_Excerpt to read_
»»
From its names to its appearance, here are all the noteworthy giant reed facts you need to know.
Giant reed facts 1: Name
Its most common names are bamboo reed, giant cane, Spanish reed, carrizo, Colorado river reed, giant reed, giant reed grass and wild cane. Its binominal name is Arundo donax L.
Giant reed facts 2: Family
The giant reed belongs to the Poaceae (also known as Gramineae) family, which includes the cereal grasses, bamboos and the grasses of the natural grassland.
Giant reed facts 3: Origins
Arundo donax is native to the Mediterranean Basin and Middle East, and probably also parts of Africa and the southern Arabian Peninsula.
Giant reed facts 4: Appearance
Height: 6 metres (20 ft) – 10 metres (33 ft) Stems: hollow, 2 to 3 centimetres (0.79 to 1.18 in) in diameter Leaves: grey-green, sword-like leaves from 30 to 60 centimetres (12 to 24 in) long and 2 to 6 centimetres (0.79 to 2.36 in) wide with hairy tuft at the base Flowers: upright, feathery plumes between 40-60 centimetres (16 to 24 in) long that are usually seedless Rhizomes: tough, fibrous underground rhizomes that form knotty, spreading mats which penetrate deep into the soil, up to 1 metre (3.3 ft) deep)
Giant reed facts 5: Habitat
Arundo donax is adapted to a wide variety of conditions, but is generally associated with riparian and wetland systems. The giant reed has been widely planted and naturalised in the mild temperate, subtropical and tropical regions, especially in the Mediterranean, California, the western Pacific and the Caribbean.
««
_Data section_
»»
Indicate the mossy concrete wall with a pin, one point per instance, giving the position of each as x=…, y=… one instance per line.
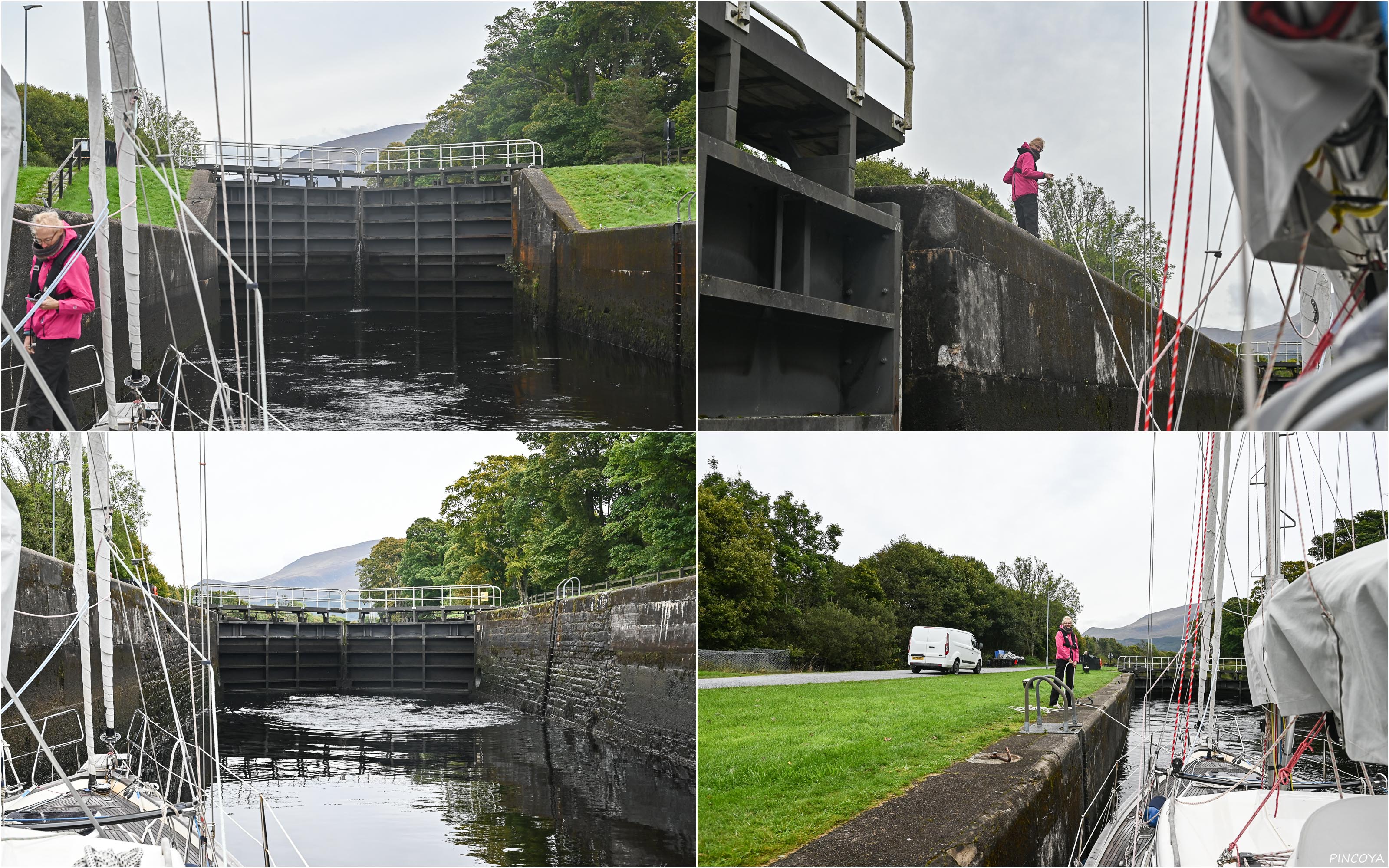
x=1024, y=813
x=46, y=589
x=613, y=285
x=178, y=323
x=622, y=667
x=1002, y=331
««
_Task requirements_
Reproduce verbatim the stretch of the giant reed fact sheet above from "Giant reed facts 1: Name" through "Arundo donax L.".

_Completed exercise_
Giant reed facts 1: Name
Its most common names are bamboo reed, giant cane, Spanish reed, carrizo, Colorado river reed, giant reed, giant reed grass and wild cane. Its binominal name is Arundo donax L.